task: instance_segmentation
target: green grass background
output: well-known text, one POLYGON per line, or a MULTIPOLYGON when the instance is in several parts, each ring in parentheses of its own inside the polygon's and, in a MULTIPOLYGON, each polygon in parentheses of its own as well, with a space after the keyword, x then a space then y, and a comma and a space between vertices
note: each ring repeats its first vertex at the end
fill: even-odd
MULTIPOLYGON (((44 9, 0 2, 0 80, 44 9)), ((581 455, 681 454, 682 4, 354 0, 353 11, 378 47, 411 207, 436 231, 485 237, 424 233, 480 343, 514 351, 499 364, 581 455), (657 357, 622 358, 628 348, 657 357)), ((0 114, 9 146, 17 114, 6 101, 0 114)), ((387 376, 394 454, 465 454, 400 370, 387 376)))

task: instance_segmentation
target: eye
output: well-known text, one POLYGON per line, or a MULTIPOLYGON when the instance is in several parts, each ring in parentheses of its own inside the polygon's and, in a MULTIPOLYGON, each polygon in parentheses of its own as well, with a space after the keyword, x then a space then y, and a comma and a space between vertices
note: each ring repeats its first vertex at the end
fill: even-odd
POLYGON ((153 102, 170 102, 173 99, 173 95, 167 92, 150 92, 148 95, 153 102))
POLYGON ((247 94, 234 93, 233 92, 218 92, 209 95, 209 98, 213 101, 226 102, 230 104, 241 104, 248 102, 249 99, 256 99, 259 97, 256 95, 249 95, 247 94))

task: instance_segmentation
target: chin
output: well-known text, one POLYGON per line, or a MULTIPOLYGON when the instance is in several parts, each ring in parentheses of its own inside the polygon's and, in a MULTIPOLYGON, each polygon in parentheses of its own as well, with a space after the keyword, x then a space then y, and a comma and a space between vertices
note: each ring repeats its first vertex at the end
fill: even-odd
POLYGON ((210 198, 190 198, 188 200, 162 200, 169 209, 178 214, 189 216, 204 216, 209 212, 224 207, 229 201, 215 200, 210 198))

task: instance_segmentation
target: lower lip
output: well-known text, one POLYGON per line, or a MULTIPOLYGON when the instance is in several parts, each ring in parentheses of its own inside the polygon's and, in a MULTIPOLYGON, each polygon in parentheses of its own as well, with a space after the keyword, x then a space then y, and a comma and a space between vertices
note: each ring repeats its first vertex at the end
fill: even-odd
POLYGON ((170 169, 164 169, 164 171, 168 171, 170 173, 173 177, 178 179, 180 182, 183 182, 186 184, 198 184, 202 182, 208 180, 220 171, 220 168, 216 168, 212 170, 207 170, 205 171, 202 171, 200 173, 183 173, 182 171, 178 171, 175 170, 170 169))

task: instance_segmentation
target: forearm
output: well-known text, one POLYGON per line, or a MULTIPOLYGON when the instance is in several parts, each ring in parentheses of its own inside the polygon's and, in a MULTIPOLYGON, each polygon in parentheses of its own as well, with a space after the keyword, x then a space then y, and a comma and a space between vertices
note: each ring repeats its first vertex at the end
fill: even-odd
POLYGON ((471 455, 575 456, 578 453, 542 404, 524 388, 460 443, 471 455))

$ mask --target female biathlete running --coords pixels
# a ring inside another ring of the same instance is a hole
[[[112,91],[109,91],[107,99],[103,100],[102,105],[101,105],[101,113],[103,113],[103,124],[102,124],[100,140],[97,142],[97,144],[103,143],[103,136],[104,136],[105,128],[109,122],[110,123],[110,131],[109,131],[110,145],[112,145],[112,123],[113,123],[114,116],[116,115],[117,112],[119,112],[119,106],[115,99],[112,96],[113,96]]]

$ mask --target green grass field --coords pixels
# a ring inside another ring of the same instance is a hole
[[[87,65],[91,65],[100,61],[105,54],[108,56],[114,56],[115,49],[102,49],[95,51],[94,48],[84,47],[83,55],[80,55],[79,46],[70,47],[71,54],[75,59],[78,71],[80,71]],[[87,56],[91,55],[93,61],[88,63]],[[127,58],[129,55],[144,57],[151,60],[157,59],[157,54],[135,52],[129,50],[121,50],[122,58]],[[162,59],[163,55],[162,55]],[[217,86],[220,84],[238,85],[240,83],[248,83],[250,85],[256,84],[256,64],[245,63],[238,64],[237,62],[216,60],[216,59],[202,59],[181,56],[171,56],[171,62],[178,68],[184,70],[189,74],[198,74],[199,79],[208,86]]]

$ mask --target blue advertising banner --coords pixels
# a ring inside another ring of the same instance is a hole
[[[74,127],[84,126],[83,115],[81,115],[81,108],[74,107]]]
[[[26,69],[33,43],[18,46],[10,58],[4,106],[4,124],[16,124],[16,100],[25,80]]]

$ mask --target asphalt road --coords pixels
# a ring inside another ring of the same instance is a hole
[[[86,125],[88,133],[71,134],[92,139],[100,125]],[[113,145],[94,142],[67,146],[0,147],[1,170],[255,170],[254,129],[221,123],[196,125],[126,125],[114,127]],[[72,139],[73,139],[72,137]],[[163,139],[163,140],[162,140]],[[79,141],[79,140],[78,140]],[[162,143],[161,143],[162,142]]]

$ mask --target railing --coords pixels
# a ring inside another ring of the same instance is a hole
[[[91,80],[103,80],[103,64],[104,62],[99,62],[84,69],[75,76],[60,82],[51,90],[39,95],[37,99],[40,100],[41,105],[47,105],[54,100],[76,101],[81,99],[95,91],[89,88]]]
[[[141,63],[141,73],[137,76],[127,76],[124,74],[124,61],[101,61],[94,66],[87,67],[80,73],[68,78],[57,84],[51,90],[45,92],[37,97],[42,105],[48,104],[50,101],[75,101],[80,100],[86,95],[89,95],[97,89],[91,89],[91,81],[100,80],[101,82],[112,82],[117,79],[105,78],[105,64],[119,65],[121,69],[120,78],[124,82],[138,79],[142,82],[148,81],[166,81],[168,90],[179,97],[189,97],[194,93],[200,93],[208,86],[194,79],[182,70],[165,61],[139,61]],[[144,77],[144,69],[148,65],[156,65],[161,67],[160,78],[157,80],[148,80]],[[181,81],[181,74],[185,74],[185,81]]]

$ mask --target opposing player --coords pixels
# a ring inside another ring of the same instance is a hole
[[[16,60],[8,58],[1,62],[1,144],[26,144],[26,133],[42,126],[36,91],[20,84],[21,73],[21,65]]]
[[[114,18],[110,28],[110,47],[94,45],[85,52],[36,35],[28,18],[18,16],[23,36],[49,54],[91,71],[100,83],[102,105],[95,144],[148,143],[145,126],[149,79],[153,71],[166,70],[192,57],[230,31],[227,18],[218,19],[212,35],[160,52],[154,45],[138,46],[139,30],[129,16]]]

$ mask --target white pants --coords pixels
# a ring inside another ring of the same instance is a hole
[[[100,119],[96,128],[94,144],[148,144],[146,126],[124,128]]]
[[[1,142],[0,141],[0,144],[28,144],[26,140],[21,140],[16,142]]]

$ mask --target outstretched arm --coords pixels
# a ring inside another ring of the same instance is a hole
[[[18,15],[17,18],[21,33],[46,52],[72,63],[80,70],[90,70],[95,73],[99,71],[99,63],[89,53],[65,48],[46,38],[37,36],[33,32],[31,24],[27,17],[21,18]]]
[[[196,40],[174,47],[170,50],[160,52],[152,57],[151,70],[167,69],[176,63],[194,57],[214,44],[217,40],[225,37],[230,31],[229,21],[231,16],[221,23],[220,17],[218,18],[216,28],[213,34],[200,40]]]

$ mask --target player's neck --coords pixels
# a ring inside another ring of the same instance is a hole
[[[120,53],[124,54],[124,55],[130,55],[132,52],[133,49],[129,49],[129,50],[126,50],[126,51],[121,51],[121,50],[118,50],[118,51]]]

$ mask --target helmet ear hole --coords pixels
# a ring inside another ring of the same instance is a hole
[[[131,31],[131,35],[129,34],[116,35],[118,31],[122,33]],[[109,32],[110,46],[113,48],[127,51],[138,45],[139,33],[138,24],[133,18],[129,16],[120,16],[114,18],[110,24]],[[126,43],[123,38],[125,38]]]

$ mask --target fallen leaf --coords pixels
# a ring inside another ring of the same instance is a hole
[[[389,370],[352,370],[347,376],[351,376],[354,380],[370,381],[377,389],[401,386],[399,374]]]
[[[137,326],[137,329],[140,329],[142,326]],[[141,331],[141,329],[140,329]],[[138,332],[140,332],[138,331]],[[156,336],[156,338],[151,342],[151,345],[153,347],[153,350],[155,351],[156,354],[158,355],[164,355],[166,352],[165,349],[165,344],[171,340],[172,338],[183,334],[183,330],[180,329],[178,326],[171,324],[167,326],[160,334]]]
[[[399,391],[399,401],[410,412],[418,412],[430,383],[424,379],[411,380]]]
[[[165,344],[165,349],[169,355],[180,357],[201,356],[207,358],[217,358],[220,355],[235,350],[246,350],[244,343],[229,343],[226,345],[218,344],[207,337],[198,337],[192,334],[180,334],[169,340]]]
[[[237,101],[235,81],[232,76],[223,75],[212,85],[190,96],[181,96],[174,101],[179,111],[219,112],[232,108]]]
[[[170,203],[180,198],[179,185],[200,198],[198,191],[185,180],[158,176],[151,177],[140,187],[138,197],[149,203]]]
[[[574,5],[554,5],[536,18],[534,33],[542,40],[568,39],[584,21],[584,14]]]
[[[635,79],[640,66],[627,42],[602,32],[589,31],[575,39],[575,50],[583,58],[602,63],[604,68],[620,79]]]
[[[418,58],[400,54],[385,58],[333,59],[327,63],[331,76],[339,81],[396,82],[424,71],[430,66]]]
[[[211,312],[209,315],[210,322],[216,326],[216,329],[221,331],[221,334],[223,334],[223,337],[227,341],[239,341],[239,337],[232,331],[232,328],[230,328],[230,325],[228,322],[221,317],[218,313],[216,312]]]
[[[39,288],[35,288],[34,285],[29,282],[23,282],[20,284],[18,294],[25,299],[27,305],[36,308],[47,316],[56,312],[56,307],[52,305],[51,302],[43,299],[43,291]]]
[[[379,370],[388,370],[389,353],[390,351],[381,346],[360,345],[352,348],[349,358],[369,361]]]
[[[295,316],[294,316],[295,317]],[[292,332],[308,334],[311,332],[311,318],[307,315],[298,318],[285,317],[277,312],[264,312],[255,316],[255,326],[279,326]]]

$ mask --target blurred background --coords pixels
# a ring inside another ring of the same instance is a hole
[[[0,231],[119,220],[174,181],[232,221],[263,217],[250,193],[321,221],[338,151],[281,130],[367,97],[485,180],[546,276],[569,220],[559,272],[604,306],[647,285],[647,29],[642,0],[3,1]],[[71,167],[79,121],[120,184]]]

▸ **Instruction**:
Recast the lines of the data above, from the first line through the one with "target: green grass background", as a JSON list of strings with one string per line and no blank lines.

▸ **Answer to this task**:
[
  "task: instance_segmentation",
  "target: green grass background"
]